Pick out each line of the records below that contains the word "bottle", and copy those lines.

##### Records shown

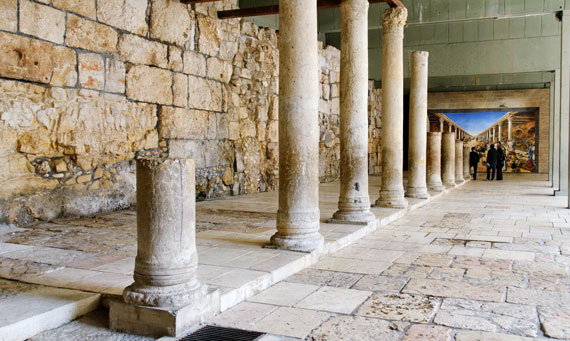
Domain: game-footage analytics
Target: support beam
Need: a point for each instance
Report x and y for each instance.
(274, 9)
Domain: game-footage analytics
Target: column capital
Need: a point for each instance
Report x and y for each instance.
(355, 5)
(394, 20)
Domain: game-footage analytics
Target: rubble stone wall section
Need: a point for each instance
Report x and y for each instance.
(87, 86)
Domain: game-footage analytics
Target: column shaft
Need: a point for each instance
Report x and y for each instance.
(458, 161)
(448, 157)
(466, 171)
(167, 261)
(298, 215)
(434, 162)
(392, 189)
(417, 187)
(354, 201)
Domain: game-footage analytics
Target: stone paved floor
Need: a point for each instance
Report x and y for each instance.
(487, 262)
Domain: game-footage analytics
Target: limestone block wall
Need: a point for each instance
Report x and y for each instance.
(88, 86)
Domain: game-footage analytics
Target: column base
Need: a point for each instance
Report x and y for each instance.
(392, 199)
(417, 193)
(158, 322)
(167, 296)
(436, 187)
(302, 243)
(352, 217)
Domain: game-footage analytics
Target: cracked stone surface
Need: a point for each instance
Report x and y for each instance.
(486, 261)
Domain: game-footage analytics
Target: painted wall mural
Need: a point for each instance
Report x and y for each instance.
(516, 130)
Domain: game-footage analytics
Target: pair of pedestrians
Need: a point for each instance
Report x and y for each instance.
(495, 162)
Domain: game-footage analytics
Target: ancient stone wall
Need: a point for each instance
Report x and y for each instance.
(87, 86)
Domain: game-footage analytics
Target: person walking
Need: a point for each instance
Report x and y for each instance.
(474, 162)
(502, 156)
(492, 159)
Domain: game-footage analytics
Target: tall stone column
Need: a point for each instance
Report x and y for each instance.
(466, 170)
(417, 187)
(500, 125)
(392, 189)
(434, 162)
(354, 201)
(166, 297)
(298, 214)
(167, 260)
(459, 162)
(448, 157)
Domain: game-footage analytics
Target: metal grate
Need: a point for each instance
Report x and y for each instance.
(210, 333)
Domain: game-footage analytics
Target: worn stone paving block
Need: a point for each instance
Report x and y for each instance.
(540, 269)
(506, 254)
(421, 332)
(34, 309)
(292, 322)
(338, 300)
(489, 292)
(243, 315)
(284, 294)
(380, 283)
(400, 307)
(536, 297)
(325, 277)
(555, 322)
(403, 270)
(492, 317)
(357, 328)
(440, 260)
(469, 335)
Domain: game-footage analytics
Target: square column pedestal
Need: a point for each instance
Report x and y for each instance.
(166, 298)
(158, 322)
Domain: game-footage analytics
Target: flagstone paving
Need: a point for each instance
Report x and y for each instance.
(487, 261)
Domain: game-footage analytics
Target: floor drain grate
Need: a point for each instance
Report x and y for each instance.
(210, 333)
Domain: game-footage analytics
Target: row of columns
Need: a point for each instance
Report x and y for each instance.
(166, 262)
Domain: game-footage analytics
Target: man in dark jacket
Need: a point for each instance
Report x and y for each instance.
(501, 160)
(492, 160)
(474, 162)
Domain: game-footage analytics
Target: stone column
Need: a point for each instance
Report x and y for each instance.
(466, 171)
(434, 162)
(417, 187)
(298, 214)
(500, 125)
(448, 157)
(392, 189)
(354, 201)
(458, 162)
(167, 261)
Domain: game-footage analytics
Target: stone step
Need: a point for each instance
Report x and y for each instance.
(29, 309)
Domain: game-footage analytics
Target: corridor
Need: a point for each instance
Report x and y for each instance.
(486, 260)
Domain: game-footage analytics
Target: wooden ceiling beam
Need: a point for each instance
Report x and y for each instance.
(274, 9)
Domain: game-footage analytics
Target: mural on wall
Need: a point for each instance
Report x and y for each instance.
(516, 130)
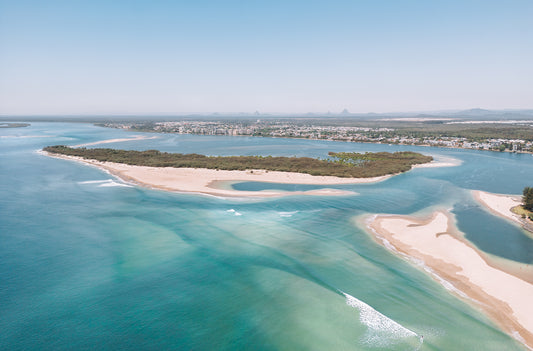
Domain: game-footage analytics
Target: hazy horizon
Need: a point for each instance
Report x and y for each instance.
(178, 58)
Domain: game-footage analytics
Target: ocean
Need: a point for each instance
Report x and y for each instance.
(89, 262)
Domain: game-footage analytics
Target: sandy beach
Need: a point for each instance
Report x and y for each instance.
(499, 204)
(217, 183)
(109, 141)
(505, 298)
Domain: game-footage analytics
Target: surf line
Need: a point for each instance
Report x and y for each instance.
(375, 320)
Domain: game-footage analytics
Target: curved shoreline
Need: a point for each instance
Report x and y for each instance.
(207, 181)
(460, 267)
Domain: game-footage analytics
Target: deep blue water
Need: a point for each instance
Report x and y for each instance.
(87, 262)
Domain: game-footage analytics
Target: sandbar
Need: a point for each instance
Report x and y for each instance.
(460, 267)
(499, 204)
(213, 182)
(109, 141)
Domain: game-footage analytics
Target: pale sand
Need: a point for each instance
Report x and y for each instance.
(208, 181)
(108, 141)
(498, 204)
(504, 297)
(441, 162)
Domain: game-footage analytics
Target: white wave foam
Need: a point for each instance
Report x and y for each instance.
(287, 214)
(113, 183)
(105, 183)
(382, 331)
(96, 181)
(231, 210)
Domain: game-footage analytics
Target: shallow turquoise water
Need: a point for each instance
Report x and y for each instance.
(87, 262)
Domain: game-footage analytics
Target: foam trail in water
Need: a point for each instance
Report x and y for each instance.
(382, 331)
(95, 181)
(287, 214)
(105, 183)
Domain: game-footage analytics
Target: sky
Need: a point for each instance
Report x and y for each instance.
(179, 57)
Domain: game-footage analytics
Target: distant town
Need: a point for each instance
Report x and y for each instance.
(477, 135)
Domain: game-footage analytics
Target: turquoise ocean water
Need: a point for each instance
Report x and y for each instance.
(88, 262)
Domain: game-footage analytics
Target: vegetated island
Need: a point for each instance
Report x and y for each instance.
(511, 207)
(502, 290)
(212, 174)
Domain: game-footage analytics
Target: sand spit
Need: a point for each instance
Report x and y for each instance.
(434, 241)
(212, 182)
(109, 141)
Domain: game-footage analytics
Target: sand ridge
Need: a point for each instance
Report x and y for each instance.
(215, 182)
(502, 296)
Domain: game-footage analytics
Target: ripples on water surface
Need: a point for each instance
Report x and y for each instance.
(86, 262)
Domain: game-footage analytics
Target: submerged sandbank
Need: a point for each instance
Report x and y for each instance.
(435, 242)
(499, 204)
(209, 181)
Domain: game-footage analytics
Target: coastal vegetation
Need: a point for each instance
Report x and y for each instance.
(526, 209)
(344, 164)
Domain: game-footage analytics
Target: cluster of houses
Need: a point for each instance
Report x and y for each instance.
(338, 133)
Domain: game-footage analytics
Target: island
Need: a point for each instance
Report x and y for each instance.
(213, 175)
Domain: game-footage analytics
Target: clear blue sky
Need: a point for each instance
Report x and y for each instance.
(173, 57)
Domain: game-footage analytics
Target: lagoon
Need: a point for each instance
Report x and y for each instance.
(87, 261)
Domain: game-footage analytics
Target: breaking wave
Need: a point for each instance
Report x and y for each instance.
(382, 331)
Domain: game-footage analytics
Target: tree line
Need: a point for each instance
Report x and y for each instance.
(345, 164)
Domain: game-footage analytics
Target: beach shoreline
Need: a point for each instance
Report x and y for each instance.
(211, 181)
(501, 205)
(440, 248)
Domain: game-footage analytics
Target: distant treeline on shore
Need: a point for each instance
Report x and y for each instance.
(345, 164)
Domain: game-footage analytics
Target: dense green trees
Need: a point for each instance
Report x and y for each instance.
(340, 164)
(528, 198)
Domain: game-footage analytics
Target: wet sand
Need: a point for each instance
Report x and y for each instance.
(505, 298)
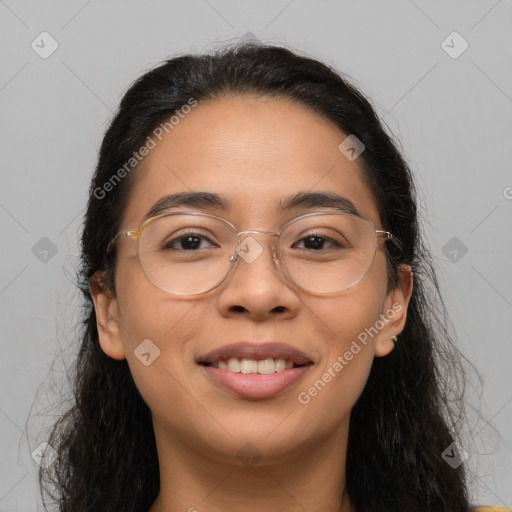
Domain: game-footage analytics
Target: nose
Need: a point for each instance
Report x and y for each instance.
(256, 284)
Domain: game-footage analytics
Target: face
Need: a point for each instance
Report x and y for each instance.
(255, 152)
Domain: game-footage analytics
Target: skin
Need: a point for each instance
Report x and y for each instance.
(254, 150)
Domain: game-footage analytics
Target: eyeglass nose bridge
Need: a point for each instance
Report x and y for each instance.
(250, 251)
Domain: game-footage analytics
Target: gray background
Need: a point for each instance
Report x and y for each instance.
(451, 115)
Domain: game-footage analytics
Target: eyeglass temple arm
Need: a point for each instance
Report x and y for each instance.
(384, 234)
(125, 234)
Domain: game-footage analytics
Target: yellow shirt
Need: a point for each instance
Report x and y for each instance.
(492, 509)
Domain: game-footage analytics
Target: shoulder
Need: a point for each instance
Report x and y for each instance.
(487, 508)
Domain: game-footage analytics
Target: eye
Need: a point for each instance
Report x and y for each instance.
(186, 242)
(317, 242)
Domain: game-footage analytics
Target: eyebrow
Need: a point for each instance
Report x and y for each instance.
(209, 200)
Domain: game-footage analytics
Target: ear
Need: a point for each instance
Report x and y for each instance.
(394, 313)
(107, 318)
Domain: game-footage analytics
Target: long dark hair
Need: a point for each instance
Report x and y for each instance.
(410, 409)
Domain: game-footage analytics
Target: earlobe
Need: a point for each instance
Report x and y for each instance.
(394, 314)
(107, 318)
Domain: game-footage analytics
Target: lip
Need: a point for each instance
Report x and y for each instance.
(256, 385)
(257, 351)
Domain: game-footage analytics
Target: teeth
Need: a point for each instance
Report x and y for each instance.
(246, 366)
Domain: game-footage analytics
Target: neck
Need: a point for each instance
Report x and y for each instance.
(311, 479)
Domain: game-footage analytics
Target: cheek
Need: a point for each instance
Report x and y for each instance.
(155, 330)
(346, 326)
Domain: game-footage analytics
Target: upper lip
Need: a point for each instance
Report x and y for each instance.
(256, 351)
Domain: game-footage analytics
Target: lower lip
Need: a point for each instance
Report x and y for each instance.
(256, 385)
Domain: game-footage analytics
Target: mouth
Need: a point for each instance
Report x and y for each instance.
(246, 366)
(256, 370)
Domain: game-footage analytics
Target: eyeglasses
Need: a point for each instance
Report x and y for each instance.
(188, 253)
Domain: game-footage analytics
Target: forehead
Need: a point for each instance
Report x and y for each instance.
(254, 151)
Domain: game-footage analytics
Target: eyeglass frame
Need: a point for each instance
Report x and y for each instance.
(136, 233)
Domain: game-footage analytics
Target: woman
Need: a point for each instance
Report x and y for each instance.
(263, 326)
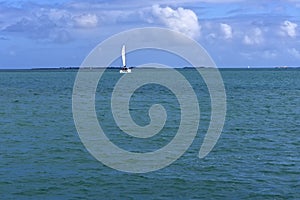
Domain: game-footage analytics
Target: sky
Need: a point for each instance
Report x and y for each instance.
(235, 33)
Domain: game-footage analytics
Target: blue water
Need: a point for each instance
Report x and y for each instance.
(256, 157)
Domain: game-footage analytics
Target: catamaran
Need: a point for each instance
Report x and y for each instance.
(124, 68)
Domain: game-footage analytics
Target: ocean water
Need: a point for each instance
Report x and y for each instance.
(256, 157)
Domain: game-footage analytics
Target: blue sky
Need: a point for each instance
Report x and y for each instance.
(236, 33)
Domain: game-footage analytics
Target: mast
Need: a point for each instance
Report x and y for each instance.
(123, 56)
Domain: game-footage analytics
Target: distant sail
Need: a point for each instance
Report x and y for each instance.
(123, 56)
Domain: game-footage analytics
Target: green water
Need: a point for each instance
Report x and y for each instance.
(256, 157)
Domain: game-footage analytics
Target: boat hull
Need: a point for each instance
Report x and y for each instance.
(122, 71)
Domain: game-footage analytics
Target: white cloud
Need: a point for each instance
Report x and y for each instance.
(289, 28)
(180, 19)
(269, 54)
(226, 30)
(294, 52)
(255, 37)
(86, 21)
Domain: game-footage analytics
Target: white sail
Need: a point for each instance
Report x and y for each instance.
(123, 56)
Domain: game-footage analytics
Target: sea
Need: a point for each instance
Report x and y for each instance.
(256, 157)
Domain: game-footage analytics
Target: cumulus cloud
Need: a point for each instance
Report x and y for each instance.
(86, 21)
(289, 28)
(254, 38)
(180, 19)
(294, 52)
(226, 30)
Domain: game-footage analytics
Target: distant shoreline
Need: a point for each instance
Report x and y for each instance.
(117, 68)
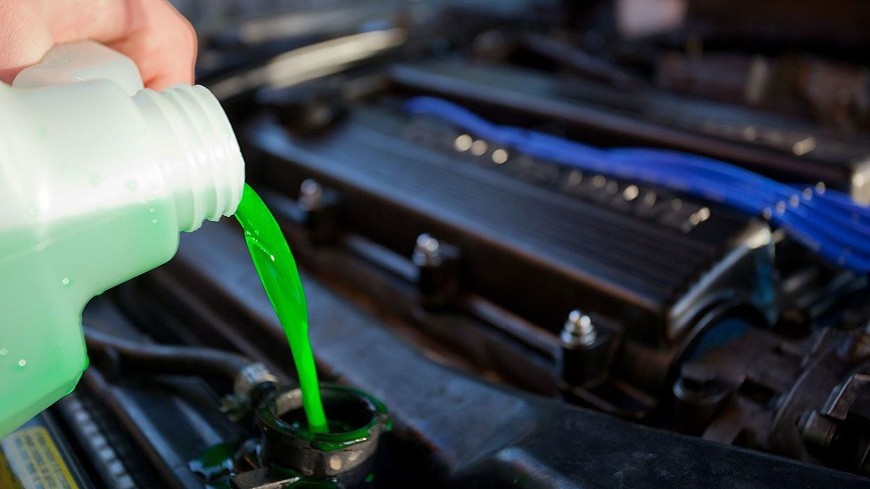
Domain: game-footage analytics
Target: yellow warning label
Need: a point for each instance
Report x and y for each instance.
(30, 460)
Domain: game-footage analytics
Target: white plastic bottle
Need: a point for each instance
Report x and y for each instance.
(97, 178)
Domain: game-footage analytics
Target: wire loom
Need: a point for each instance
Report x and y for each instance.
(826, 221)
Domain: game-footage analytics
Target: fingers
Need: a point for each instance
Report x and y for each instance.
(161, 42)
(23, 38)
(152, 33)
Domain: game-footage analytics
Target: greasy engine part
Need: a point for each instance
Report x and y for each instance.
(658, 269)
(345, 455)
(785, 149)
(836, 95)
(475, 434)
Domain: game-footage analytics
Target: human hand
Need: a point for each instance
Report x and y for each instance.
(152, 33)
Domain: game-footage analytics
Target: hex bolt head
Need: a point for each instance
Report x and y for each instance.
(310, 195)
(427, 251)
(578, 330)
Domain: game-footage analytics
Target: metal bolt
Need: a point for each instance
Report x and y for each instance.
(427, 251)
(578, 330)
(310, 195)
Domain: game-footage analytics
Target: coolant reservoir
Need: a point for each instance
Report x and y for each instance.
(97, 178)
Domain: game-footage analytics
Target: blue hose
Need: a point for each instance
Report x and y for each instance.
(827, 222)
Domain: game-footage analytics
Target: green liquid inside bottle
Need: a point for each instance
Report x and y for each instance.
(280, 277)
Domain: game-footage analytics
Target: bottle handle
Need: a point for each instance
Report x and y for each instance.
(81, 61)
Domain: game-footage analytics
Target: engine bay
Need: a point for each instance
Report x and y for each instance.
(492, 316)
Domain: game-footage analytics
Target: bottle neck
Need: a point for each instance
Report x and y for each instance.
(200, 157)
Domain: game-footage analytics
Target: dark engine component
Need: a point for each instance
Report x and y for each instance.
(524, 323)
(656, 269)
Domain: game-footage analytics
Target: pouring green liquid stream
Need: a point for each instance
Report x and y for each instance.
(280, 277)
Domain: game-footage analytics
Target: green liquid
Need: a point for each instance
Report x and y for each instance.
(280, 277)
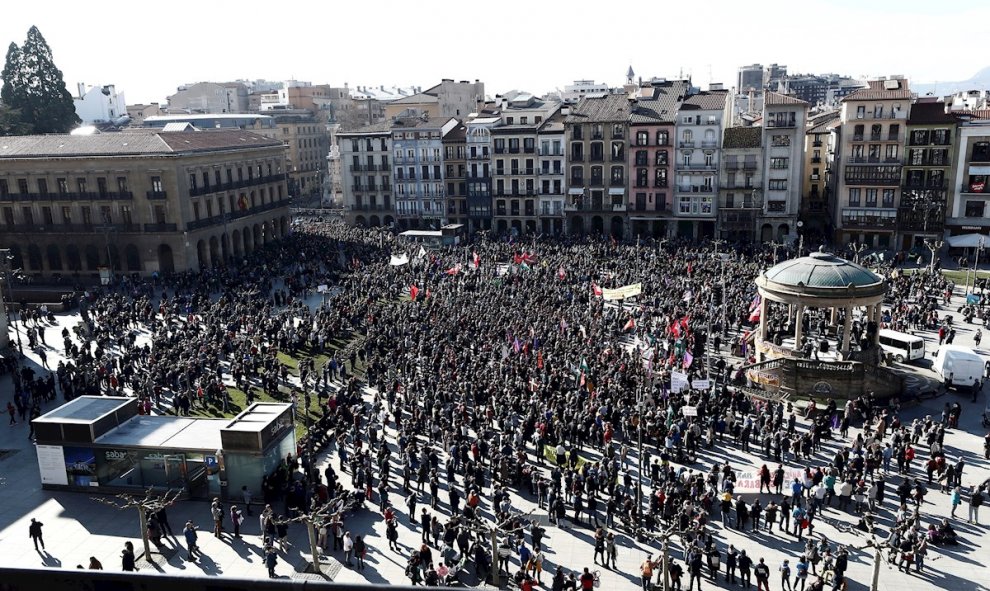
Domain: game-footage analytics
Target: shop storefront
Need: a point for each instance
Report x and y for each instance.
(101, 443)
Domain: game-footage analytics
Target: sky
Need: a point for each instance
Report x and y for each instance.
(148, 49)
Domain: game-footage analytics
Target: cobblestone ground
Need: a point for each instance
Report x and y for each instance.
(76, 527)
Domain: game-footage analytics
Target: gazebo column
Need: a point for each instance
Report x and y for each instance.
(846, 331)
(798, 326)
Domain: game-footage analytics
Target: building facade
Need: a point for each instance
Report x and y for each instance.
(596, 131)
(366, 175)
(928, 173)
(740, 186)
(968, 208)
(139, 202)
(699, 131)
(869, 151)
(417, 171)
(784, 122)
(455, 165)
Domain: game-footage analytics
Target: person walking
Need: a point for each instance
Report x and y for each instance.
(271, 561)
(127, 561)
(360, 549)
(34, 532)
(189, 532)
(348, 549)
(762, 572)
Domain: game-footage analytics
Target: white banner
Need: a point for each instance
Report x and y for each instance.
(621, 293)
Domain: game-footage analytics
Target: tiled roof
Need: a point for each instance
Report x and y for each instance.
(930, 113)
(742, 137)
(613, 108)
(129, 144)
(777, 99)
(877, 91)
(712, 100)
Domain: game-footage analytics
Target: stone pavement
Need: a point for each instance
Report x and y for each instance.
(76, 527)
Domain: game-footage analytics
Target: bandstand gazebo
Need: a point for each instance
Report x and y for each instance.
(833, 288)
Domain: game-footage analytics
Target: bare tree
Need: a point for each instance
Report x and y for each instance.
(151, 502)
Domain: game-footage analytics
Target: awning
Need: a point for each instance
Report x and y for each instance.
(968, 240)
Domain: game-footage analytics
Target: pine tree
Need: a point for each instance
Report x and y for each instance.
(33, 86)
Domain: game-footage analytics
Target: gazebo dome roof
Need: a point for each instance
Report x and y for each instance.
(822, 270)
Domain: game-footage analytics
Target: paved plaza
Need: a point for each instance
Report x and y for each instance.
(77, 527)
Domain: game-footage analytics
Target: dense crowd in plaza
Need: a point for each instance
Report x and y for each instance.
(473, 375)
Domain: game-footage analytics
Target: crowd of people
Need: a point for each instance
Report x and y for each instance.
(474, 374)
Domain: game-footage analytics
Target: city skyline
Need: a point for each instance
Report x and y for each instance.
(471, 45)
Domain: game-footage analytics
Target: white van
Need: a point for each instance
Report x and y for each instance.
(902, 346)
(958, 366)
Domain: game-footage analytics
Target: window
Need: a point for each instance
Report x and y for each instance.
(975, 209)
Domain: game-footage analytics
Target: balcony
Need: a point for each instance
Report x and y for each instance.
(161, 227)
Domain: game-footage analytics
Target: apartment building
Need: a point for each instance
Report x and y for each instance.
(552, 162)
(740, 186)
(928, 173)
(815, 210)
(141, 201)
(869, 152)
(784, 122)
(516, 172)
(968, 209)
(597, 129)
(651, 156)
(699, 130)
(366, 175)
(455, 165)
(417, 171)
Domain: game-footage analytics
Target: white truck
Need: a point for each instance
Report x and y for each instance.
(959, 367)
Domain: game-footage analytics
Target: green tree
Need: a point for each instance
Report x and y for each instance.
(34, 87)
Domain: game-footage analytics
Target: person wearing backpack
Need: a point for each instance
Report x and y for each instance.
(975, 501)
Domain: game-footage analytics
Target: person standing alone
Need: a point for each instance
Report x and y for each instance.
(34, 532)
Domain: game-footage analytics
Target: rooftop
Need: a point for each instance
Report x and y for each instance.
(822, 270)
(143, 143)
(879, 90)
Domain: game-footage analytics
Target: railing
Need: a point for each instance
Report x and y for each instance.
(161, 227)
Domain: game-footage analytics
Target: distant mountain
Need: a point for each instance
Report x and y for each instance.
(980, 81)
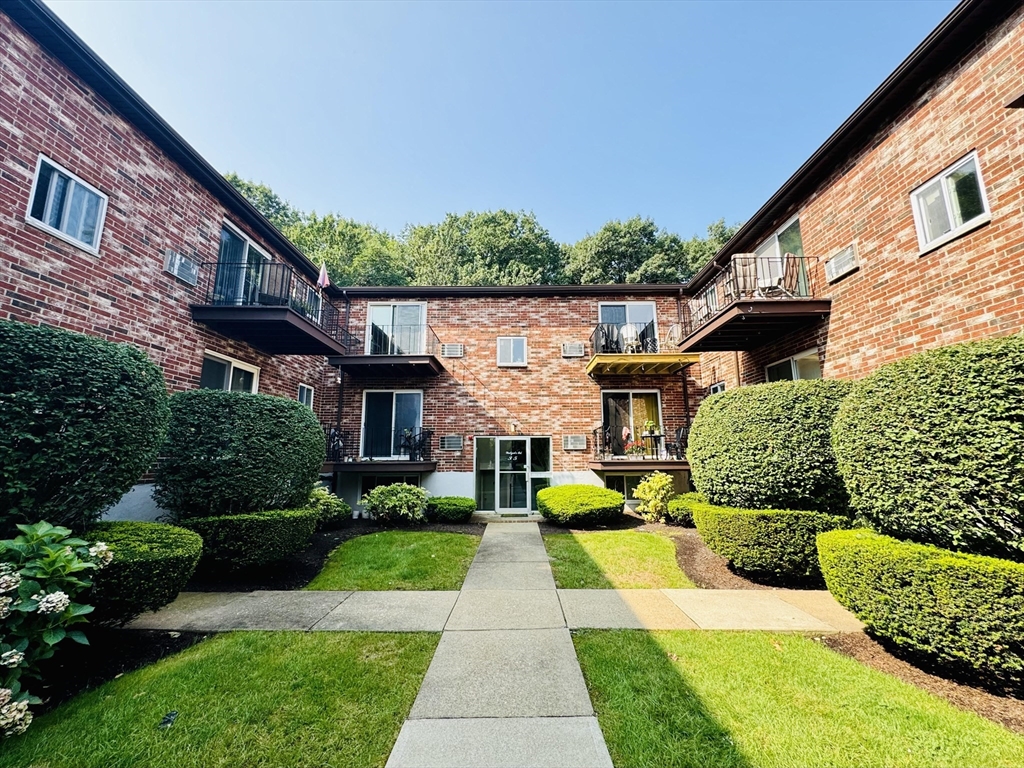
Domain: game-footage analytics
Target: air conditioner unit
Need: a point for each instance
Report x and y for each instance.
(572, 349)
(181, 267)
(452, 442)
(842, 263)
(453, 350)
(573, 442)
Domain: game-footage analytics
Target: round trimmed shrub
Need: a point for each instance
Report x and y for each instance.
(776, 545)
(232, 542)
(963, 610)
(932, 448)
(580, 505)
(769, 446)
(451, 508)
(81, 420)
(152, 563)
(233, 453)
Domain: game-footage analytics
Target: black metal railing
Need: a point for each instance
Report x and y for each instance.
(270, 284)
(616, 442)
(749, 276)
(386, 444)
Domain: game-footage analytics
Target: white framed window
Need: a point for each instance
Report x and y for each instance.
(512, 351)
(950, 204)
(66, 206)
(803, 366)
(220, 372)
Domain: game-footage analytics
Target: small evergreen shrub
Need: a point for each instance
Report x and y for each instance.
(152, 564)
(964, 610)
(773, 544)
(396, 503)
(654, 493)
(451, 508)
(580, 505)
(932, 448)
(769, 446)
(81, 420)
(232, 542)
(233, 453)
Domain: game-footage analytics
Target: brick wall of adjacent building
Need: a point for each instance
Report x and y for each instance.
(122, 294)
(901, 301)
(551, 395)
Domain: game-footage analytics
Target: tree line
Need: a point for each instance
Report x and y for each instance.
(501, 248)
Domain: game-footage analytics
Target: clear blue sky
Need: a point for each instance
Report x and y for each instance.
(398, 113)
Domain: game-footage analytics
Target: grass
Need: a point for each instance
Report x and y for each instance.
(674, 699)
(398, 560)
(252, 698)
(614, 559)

##########

> Final result
Target: white plastic bottle
Target: green liquid inside bottle
Target: bottle handle
Target: bottle neck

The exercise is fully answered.